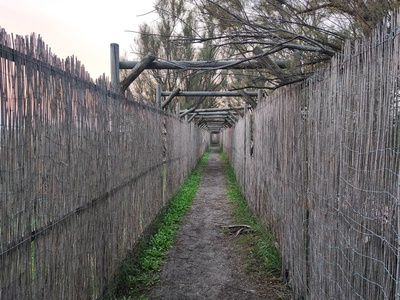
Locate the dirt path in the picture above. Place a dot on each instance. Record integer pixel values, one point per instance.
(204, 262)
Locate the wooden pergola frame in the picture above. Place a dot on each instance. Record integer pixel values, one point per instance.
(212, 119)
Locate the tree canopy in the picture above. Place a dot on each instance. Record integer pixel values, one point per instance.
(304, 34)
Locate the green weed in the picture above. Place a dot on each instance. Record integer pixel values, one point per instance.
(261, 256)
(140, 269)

==

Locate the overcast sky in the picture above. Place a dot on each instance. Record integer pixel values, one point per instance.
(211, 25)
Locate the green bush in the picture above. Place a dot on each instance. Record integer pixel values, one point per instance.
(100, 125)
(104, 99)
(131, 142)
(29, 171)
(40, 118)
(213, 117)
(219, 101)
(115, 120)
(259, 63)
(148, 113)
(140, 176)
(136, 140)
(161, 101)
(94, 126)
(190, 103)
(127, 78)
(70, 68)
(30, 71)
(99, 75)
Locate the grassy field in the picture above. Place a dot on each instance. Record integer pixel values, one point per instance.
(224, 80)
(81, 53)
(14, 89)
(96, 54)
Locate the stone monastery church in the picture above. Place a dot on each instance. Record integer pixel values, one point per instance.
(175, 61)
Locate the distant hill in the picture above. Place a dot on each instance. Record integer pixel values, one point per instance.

◆ **THE PROBLEM**:
Count the lines in the entries above that contain the word "green", and reply with the number alone.

◆ **FINAL RESULT**:
2